DIRECTIONS FOR THIS TASK >> Where a line holds the word "logo", copy that line from the data below.

━━━━━ DATASET RECORDS ━━━━━

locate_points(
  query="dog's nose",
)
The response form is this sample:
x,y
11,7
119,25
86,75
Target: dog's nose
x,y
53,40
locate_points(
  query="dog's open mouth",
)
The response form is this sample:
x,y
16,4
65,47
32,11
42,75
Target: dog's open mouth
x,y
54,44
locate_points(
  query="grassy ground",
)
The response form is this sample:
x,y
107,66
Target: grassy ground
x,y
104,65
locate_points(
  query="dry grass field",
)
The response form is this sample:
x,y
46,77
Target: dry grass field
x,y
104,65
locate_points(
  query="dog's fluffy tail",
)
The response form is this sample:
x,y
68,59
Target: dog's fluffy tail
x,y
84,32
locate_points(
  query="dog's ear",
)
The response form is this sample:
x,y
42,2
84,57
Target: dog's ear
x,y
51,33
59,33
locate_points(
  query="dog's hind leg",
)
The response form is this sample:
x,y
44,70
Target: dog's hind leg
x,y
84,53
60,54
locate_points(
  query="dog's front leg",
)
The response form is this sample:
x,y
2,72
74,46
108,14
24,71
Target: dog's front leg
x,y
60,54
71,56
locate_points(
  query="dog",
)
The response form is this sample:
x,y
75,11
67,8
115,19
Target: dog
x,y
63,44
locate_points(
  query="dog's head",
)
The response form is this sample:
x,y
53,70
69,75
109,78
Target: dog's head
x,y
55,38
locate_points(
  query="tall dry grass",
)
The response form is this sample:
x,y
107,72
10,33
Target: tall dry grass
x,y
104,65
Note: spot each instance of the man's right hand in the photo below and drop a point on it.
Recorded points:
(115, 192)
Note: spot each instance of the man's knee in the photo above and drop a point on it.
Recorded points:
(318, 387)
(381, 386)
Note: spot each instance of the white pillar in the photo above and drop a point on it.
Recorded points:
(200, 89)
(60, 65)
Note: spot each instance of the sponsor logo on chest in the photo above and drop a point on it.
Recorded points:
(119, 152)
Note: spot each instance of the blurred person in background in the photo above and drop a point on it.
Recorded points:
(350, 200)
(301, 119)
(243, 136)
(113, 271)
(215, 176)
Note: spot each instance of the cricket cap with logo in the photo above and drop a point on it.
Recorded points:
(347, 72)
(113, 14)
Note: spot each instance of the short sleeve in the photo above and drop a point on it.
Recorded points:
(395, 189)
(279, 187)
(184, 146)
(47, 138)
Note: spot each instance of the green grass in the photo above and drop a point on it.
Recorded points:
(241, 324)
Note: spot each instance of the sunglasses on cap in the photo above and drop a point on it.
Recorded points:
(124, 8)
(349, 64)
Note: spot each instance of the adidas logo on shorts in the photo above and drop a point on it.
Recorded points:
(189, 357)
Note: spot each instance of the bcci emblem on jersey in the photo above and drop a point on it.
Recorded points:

━━━━━

ANSWER BOX >>
Note: spot each instance of the sponsor logo on chest in the photo above and drop a point on it.
Note: spot each instance of the cricket cap with logo in the photo above and drop a point on it.
Note: spot each instance of the adidas logo on shorts in the photo above and drop a point on it.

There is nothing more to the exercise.